■ **KUMPULAN TUGAS**:
a - Menurut teks tentang perdagangan ikan hias dan karang di Bali, lembaga apa yang menggelar Focus Group Discussion (FGD) tersebut?
b - Salin kembali bagian teks tentang perdagangan ikan hias dan karang di Bali, mulai dari kata-kata "Sejumlah pengelola usaha" dan berhenti setelah "alam maupun transplantasinya.". Ganti kata "koral" dengan "terumbu karang".

■ **TEKS BACAAN**:
---*---
Terungkap Permasalahan Perdagangan Ikan Hias dan Karang di Bali. Apa itu?

 

Sejumlah pengelola usaha pemanfaatan koral dan ikan hias berdiskusi dengan stakeholder pemerintah terkait untuk memastikan keberlanjutan dari pengambilan alam maupun transplantasinya.

Diskusi ini memberikan ruang masing-masing pihak menyampaikan masalah dan tantangan yang dihadapi dari usaha pemanfaatan ini. Focus Group Discussion (FGD) yang dihelat Balai Pengelolaan Sumberdaya Pesisir dan Laut (BPSPL) Denpasar pada 25 September lalu ini menghasilkan sejumlah rumusan komitmen.
---*---
■ **DAFTAR ITEM**:
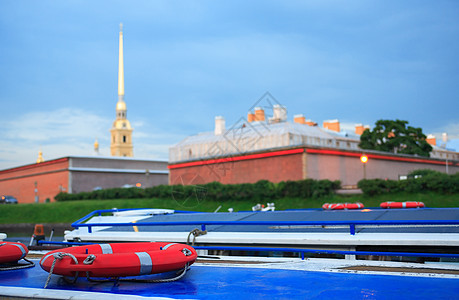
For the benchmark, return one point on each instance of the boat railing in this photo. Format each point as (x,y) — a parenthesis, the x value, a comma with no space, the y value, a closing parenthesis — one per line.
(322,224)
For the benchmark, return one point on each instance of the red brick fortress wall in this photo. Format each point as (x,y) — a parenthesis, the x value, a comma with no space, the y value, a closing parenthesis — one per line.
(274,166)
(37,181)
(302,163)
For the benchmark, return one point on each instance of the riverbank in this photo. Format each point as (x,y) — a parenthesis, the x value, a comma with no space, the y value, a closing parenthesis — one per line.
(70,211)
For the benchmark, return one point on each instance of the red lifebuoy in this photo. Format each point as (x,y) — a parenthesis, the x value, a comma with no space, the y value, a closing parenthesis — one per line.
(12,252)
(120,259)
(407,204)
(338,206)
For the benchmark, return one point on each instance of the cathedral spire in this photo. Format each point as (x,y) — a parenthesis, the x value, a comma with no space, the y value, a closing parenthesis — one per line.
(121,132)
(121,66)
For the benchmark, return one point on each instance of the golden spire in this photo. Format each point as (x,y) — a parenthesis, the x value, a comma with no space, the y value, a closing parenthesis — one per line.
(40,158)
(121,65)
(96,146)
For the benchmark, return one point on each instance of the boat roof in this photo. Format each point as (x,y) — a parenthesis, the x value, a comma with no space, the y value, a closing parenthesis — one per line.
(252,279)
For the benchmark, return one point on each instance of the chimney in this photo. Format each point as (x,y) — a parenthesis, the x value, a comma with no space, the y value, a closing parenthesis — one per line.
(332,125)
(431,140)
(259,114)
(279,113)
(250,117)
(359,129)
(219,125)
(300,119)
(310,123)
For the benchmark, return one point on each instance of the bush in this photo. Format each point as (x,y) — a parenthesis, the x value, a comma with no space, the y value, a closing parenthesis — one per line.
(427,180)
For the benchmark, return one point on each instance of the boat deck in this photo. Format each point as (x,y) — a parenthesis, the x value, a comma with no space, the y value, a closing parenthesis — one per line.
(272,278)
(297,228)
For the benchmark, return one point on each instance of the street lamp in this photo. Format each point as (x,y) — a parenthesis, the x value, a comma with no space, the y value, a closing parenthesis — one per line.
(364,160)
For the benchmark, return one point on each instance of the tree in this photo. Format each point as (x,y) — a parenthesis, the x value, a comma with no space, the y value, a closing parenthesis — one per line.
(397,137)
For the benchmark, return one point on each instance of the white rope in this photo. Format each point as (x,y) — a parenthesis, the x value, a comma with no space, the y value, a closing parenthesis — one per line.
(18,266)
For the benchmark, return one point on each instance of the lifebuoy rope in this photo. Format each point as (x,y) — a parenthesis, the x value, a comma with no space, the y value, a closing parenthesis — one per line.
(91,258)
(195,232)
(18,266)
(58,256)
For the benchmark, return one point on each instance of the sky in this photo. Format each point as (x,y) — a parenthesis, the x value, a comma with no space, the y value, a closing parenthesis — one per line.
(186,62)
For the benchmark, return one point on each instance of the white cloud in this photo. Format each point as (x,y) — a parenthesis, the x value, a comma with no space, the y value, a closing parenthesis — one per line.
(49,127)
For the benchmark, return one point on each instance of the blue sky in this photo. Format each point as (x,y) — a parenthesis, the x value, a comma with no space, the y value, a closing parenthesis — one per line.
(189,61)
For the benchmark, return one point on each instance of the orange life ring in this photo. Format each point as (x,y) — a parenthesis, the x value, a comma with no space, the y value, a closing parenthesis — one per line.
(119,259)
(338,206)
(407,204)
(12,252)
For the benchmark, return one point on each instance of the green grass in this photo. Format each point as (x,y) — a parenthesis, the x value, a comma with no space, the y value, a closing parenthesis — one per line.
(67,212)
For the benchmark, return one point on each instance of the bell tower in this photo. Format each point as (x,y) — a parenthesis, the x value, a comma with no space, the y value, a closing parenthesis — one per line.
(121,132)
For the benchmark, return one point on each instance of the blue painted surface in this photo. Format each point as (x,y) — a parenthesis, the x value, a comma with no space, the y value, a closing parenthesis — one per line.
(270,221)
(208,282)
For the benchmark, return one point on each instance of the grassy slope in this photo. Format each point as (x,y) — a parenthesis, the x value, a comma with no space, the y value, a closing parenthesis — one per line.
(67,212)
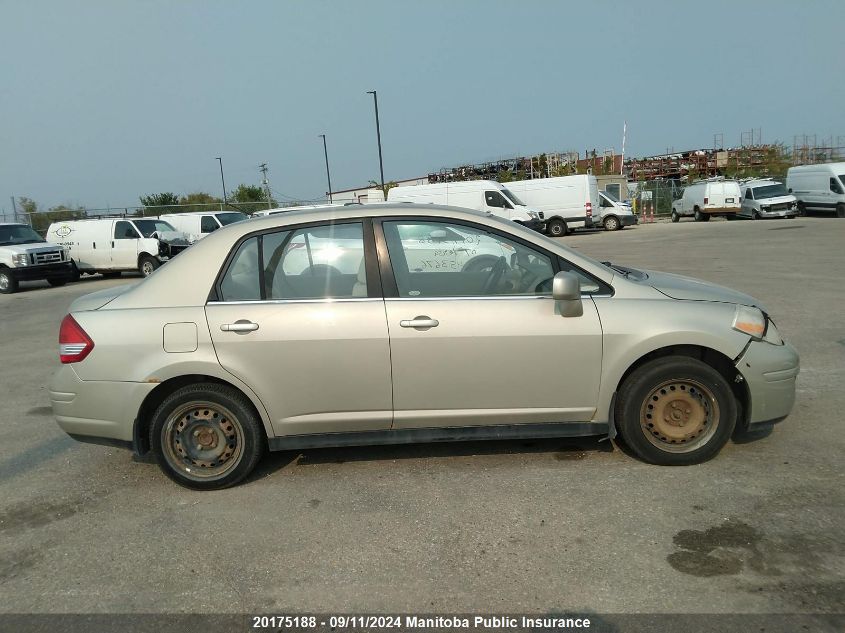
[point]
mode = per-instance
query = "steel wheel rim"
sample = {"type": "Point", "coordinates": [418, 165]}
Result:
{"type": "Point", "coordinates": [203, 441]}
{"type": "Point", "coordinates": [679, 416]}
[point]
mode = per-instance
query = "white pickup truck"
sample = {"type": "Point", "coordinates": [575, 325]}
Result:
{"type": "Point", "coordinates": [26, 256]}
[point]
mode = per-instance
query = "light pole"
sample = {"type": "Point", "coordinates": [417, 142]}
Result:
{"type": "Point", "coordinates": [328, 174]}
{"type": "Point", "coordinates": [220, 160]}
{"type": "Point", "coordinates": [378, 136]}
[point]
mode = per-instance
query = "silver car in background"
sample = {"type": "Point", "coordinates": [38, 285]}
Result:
---*---
■ **JAWABAN TUGAS**:
a - Balai Pengelolaan Sumberdaya Pesisir dan Laut (BPSPL) Denpasar.

b -
Sejumlah pengelola usaha pemanfaatan terumbu karang dan ikan hias berdiskusi dengan stakeholder pemerintah terkait untuk memastikan keberlanjutan dari pengambilan alam maupun transplantasinya.